> Rows:
----
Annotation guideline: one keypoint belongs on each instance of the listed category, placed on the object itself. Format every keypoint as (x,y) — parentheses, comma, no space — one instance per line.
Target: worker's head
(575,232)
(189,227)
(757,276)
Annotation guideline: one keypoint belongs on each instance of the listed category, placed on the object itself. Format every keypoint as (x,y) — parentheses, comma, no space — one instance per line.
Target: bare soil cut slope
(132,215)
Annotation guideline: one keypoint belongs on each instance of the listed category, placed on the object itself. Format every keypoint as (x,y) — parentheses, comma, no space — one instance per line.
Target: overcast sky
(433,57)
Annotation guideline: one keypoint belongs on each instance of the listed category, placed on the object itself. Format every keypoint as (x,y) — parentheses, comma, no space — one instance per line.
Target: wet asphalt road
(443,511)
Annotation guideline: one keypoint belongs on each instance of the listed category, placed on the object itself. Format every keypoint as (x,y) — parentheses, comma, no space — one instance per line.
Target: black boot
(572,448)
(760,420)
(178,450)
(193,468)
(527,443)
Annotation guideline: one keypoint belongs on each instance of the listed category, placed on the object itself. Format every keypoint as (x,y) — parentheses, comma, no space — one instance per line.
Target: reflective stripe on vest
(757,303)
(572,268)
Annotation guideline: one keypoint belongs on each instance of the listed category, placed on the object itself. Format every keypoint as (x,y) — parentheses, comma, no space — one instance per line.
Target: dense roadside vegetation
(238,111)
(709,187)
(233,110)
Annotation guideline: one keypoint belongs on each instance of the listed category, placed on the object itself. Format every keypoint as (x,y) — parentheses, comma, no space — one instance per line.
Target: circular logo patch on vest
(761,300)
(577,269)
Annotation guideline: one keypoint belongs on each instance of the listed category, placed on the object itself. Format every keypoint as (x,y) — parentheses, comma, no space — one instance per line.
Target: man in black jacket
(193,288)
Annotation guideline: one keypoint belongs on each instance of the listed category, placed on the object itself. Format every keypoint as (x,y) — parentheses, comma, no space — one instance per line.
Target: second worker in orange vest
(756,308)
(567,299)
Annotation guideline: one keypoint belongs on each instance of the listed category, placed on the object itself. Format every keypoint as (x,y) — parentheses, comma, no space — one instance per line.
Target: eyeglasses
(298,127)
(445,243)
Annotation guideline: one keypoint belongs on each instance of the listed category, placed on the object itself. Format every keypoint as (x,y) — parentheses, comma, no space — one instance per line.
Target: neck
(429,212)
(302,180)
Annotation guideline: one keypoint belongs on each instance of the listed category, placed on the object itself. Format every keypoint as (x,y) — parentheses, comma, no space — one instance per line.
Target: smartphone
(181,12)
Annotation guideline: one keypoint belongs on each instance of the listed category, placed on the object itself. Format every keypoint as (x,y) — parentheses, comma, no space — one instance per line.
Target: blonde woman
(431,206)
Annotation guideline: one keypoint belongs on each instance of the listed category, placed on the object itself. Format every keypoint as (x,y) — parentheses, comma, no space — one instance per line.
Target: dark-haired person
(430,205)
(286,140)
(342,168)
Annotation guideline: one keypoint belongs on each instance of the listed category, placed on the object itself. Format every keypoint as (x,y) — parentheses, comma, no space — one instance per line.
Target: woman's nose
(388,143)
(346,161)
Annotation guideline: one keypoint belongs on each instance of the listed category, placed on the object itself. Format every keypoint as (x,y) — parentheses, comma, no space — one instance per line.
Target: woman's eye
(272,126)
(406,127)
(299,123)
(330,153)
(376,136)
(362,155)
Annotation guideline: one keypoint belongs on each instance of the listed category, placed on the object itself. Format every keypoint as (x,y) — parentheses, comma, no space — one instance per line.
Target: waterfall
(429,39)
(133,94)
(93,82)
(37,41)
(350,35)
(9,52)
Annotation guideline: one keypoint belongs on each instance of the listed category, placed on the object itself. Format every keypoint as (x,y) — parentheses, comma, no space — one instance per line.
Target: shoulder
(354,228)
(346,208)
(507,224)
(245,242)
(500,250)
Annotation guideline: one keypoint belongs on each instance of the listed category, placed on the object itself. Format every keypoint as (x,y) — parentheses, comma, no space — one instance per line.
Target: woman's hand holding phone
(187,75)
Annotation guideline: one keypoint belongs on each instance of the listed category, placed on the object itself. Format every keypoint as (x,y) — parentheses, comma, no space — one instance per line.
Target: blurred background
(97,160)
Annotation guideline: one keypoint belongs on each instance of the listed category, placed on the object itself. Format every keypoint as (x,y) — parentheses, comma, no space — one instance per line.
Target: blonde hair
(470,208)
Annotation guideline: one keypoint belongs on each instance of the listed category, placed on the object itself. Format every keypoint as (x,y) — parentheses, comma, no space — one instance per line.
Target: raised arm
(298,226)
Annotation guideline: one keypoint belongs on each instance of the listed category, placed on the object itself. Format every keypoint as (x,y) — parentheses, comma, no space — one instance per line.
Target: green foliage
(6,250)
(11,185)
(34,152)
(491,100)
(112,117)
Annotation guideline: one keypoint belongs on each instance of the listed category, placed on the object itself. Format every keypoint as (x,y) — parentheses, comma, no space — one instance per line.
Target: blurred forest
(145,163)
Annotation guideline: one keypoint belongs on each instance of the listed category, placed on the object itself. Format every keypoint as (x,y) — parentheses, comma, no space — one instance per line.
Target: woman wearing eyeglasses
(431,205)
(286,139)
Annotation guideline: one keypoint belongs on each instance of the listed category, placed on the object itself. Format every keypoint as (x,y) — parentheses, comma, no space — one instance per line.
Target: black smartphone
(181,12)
----
> Your objective:
Using the data above, print every record exactly as shown.

> Correct output:
Annotation guideline: one keypoint belongs on each instance of the listed category, placed on the object itself. Format every keypoint as (x,y) — parentheses, comma, no space — one instance per line.
Target: worker's head
(575,232)
(189,227)
(757,276)
Annotation guideline: one keypoint belongs on each instance of the listed category, placed on the object itself. Format every keypoint as (x,y) — parentheses, comma, no space — one instance per line.
Target: bare soil cut slope
(132,215)
Annotation guideline: one keypoint belongs on each instance of the listed category, placed on the object itself. Format every keypoint as (x,y) — parentheses, comma, no space — one instance per line.
Target: overcast sky
(433,57)
Annotation guideline: one keypoint belongs on each instance of the listed category, placed on the object itself. Format every keypoint as (x,y) — parentheses, comma, no space — one instance per line.
Target: wet asphalt road
(443,511)
Annotation guideline: one keypoint belongs on each instance of the listed category, placed on the object itself. Format every keypoint as (x,y) — parentheses, comma, no space — one instance per line.
Target: black boot
(572,448)
(760,420)
(178,450)
(193,468)
(527,443)
Annotation guideline: one keypoint belongs on each instance of the listed category, placed on the object itself. Format every keypoint as (x,y) — parentheses, comma, no space — one instance per line.
Target: reflective stripe on vest
(757,303)
(572,268)
Annotation guideline: one keypoint belongs on each instance of the listed category, placed on the object itself. Format every keypoint as (x,y) — parentheses, comma, no space — one instance per line.
Target: dense roadside vegetation
(238,111)
(709,187)
(233,110)
Annotation guideline: one keypoint belongs on each instance of the listed category, placed on the object itself. Format every keypoint as (x,y) — parentheses, comma, no space — one instance per line.
Target: circular logo patch on vest
(761,300)
(577,269)
Annotation guideline: one keypoint belongs on each instance of the listed category, placed on the object itself. Format every keypoint as (x,y) — parentheses, comma, no space — one instance per line.
Target: man in black jacket
(193,288)
Annotation guideline: one keypoint belongs on each instance of the listed category, placed on the object itself. Format every keypoint as (x,y) — parentheses, comma, no space — one instance per line.
Target: second worker in orange vest
(756,308)
(567,299)
Annotation guideline: one keypoint belongs on each instance of the listed category, placed on the object itself. Format every keypoint as (x,y) — parentheses, comma, no space — one instance per line.
Target: eyeglasses
(298,127)
(445,243)
Annotation guideline: one keypoint belongs on each instance of the listed category, placed on the object itself. Format every keypoint as (x,y) — parentheses, comma, no space — one instance per line.
Target: neck
(429,212)
(302,180)
Annotation guideline: one keypoint belongs on each instance of the listed category, placed on the object itself. Format every keypoint as (x,y) — parentheses, comma, no space — one instance per line.
Target: smartphone
(181,12)
Annotation guideline: one keypoint belongs on each instance of the listed category, placed on the object itself. Format every keypoint as (x,y) — parentheses, comma, no space — one instance per line.
Target: blonde woman
(431,206)
Annotation guideline: one keypoint belongs on each instance of the listed category, placed on the object itself. Format every keypoint as (x,y) — parentheses, comma, no space — one instance per line.
Target: dark-haired person
(430,205)
(286,140)
(342,168)
Annotation guideline: one keypoint belongs on each instance of the listed category, placed on the object itself. Format every keypoint as (x,y) — parentheses, comma, no space — one instance per line.
Target: woman's nose
(388,143)
(346,161)
Annotation guideline: one keypoint belongs on each instance of the listed category, placed on the object itself. Format every keypoint as (x,y) — parentheses, comma, no space — one instance per line.
Target: woman's eye
(272,126)
(406,127)
(299,123)
(330,153)
(376,136)
(362,155)
Annotation guideline: one keypoint belongs on each instance of the listed category, placed on the object itself. Format every keypoint as (x,y) — parentheses, comma, no space — one instance per line.
Target: waterfall
(429,39)
(133,94)
(93,82)
(37,41)
(350,35)
(9,52)
Annotation guideline: one keypoint belongs on each instance of the listed category, placed on the object itself. Format every keypoint as (x,y) — parentheses, comma, no space — one instance per line.
Target: shoulder
(354,228)
(346,208)
(507,224)
(245,242)
(500,250)
Annotation guideline: one keypoint belongs on each instance of the listed category, placed on the object itself. Format every keypoint as (x,y) — parentheses, comma, no space — one instance per line.
Target: woman's hand holding phone
(187,75)
Annotation guideline: one keypoint belongs on each instance of the listed category, placed on the object itself. Format every keypoint as (x,y) — parentheses, comma, no space — one instance per line.
Target: blurred background
(97,160)
Annotation guideline: one keypoint belongs on each instance of the listed category, placed on the object itself. Format every keypoint as (x,y) — parentheses, comma, no space — one instance per line.
Target: blonde hair
(470,208)
Annotation guideline: one keypoint belongs on each instance of the listed category, placed on the object itself. Format every keypoint as (x,y) — parentheses, comma, no space — one instance per line.
Target: raised arm
(298,226)
Annotation guideline: one keypoint belongs on each instance of the listed category, placed on the object itself. Format every keypoint as (x,y) — parentheses, comma, no space — one instance per line.
Target: green foliage
(6,250)
(11,185)
(34,152)
(491,100)
(112,117)
Annotation guideline: one keypoint belongs on each instance of the listed category, placed on the object itself. Format every keypoint as (x,y) — parentheses, comma, no space — one instance per line.
Target: blurred forest
(145,163)
Annotation guideline: one keypoint belongs on each instance of the listed category, placed on the object itself. Format every keypoint as (x,y) — parentheses, comma, no space — one instance per line.
Target: woman wearing eyeglasses
(431,205)
(286,139)
Annotation guideline: one keypoint belongs on each instance of the listed category, placed on the object itself. Format every keypoint as (x,y) — parentheses, comma, no space — one instance per line.
Target: black smartphone
(181,12)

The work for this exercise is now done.